> Dataset entries
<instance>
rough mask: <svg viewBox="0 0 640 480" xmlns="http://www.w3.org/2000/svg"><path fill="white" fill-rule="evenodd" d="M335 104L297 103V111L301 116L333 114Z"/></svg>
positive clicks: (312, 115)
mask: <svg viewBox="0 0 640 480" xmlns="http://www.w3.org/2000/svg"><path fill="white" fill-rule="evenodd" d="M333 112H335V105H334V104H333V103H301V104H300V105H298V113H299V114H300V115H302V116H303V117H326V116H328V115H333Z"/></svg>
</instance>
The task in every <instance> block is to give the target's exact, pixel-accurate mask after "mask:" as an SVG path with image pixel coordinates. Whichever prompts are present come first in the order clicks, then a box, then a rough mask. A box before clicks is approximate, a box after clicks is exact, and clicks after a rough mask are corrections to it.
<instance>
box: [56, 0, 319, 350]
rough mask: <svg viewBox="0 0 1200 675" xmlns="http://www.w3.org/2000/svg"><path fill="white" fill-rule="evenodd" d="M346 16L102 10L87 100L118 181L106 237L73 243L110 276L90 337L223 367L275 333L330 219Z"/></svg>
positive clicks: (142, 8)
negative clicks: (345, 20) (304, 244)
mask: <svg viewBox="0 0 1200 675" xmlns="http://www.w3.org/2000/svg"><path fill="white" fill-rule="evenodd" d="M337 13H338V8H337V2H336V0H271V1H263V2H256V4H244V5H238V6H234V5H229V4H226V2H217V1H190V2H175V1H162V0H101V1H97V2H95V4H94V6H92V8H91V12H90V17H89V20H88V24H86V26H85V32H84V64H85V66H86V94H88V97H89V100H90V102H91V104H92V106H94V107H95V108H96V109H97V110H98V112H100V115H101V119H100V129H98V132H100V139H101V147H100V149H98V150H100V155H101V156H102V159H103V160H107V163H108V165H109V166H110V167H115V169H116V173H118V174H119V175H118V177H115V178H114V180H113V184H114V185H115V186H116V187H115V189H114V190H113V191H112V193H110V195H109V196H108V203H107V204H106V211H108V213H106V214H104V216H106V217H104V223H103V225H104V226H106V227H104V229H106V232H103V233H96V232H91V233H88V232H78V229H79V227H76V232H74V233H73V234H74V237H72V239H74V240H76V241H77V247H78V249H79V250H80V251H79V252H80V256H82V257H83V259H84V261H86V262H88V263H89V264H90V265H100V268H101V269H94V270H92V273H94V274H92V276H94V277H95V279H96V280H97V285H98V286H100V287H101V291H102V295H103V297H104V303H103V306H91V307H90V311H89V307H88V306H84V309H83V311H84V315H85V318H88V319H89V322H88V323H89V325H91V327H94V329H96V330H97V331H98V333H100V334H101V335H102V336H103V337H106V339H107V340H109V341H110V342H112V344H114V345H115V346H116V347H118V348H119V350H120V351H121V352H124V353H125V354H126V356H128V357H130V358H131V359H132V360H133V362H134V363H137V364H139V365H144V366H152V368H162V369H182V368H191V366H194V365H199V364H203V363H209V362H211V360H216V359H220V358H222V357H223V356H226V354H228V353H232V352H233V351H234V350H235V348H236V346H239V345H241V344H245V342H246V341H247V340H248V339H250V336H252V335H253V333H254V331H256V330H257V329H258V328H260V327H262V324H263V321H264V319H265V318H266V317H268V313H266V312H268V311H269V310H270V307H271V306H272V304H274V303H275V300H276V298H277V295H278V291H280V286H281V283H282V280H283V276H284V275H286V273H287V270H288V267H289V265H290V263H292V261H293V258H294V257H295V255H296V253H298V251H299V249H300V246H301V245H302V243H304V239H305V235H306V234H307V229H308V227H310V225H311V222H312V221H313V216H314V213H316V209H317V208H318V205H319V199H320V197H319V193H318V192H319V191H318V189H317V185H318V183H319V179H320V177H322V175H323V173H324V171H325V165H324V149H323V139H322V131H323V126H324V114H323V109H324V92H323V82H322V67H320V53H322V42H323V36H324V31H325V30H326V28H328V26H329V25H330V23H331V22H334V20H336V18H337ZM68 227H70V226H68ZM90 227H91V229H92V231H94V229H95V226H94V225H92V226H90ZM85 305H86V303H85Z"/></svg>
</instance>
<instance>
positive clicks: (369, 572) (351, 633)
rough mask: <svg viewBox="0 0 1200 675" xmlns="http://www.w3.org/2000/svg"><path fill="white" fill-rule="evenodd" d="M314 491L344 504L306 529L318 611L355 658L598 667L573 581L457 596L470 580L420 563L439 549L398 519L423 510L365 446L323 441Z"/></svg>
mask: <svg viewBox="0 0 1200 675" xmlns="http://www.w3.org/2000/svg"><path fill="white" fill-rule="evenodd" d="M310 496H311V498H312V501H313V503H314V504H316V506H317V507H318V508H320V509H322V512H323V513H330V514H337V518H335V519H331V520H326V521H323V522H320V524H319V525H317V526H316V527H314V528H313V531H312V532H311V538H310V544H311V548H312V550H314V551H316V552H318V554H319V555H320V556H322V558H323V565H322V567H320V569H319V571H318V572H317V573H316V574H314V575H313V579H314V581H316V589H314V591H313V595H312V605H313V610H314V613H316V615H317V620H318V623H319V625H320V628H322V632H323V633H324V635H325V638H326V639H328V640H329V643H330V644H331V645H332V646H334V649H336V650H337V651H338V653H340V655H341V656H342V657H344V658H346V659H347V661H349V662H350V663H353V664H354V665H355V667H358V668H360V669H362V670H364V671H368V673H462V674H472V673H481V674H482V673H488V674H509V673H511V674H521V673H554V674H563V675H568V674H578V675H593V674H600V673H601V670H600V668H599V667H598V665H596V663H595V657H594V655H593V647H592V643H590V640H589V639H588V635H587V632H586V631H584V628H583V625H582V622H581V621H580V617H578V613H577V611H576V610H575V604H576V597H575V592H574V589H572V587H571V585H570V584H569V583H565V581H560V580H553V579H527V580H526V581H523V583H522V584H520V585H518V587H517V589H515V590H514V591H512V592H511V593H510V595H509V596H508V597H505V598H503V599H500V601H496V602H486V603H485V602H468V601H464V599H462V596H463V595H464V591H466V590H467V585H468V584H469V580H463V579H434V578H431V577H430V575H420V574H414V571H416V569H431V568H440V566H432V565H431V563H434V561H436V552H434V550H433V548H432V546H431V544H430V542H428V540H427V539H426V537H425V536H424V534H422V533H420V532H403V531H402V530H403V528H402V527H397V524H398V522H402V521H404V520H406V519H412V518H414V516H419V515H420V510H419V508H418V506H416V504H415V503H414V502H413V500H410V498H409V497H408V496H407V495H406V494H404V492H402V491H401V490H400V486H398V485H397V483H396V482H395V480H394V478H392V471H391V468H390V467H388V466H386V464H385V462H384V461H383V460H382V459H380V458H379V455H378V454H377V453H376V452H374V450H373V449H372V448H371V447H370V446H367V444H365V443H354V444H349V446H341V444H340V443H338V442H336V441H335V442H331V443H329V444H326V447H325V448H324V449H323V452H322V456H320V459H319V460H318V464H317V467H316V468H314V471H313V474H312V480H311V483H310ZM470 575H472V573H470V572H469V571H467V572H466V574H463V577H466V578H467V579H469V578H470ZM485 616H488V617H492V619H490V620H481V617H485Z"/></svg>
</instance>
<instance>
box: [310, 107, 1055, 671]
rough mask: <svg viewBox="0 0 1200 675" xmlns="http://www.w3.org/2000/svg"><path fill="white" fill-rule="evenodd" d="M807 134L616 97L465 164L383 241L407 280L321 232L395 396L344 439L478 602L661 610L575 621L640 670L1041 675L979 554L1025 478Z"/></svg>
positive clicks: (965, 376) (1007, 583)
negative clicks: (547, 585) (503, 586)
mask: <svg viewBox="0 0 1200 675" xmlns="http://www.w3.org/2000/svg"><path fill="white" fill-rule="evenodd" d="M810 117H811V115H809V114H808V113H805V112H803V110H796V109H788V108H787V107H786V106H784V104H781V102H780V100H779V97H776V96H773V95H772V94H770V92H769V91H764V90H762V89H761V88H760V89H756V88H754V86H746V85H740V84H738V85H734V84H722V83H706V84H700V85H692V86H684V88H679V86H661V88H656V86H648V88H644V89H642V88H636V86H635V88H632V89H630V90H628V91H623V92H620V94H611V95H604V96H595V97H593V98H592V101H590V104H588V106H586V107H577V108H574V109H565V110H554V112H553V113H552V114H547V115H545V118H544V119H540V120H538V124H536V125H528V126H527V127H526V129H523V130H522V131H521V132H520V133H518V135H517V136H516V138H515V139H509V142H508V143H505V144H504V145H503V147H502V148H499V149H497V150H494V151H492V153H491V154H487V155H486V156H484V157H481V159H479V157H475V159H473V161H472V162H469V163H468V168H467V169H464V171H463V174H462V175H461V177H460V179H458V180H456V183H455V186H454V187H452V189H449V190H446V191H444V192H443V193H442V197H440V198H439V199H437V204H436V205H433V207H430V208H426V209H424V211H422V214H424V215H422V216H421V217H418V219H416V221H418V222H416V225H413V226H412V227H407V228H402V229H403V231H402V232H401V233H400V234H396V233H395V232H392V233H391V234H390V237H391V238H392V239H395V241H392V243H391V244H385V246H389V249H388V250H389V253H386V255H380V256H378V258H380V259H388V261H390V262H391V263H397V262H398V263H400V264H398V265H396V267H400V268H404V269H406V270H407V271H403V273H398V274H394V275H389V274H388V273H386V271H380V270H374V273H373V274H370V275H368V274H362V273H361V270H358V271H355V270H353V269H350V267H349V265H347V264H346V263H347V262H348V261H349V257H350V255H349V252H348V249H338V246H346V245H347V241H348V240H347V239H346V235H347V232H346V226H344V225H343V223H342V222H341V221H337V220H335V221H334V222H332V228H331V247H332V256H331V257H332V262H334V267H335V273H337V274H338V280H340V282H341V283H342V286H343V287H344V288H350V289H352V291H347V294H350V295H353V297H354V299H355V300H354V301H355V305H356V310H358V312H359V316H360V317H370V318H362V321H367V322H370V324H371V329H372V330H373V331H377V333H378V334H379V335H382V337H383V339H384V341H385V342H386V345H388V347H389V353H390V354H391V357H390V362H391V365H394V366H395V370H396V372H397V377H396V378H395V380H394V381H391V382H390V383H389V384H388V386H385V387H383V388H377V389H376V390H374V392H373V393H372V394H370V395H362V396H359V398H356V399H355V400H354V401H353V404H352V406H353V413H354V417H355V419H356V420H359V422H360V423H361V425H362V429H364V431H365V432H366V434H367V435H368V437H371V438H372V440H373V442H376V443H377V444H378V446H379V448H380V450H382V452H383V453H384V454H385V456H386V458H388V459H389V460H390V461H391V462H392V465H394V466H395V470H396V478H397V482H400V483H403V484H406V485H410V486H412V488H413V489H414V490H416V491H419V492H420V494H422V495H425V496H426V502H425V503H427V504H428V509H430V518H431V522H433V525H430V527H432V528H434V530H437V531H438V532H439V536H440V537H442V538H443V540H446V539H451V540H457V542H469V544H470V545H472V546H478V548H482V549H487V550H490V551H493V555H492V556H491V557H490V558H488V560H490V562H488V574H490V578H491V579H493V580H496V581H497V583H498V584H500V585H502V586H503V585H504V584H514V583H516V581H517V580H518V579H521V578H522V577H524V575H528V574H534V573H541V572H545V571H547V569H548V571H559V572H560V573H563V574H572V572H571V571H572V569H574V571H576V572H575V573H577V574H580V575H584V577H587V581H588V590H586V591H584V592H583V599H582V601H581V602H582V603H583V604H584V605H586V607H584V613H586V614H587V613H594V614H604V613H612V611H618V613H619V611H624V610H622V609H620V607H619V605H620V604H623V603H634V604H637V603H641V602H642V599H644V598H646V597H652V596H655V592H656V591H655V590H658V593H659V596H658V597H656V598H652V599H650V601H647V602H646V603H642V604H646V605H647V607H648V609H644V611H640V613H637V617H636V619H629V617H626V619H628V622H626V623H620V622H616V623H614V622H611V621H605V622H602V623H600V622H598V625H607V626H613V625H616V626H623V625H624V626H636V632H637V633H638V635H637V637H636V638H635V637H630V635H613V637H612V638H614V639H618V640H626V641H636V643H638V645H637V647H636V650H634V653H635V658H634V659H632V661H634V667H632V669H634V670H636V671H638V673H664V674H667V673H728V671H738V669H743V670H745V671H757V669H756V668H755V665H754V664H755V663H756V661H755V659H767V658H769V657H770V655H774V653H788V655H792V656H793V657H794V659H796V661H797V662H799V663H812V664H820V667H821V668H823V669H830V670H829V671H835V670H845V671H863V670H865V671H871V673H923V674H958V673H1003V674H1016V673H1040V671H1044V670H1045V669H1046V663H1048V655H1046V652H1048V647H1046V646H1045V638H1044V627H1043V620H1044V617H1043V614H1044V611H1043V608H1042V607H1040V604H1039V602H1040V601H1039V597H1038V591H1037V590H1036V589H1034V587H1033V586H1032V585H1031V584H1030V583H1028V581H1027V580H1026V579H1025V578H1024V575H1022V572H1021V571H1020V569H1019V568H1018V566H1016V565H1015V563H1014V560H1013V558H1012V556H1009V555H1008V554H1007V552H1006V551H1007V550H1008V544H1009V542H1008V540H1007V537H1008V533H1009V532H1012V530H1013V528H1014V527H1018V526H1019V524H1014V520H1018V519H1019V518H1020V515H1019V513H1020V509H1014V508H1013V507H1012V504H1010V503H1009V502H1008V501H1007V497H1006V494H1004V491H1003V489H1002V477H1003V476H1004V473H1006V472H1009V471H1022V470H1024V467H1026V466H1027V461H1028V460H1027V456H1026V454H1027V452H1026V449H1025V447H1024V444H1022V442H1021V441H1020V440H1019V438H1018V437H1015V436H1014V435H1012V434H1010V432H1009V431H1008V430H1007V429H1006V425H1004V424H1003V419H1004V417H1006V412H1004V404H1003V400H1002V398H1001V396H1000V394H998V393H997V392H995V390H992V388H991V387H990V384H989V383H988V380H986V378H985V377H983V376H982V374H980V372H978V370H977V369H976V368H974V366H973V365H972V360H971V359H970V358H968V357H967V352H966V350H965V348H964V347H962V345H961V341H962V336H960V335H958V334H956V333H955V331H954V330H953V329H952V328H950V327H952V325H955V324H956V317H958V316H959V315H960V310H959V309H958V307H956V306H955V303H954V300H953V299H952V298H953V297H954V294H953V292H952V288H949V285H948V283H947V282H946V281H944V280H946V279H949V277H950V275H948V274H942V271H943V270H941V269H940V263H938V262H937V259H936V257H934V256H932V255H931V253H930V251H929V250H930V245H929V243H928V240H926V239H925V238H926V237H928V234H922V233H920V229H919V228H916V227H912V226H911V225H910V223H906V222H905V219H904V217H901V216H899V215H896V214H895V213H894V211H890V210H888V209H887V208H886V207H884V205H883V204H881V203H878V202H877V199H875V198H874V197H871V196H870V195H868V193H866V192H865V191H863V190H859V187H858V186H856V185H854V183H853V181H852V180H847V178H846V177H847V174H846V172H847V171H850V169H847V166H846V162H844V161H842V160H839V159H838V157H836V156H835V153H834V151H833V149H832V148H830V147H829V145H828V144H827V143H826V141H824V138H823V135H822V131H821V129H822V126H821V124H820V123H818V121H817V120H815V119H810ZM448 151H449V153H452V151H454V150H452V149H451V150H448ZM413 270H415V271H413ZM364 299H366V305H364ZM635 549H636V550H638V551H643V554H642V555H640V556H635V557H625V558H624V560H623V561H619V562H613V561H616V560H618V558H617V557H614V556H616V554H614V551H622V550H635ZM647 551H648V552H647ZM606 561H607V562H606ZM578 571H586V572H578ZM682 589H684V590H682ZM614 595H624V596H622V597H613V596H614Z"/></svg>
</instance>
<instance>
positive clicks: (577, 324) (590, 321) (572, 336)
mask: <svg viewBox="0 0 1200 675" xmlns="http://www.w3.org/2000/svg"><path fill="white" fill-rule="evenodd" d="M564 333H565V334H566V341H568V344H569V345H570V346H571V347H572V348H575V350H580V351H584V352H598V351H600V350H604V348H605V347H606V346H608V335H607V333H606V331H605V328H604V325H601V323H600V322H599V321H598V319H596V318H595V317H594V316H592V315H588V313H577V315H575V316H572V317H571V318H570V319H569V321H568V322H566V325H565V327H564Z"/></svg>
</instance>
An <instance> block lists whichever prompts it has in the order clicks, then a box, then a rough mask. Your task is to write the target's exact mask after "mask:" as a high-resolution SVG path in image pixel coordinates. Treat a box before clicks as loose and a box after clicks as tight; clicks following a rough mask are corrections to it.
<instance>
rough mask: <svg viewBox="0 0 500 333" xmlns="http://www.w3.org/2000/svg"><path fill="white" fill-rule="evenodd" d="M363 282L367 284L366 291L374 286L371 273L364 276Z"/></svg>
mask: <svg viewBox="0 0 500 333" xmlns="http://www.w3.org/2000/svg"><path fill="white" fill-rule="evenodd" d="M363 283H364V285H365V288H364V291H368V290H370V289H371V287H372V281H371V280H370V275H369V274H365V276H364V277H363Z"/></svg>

> Exercise goal
Copy out each line above that includes the string "after".

> Reply
The task in every <instance> block is to give the target's exact, pixel-accurate mask after "mask:" as an SVG path with image pixel coordinates. Whichever prompts are present come first in the order clicks, then a box, then a rough mask. A box before clicks is approximate, a box after clicks is exact, and clicks after a rough mask are corrections to it.
An <instance> block lists whichever prompts it has in the order clicks, then a box, then a rough mask. Your task is to write the target's exact mask after "mask:" as a high-resolution SVG path in image pixel coordinates. Treat a box before clicks as loose and a box after clicks as tight; clicks following a rough mask are corrections to it.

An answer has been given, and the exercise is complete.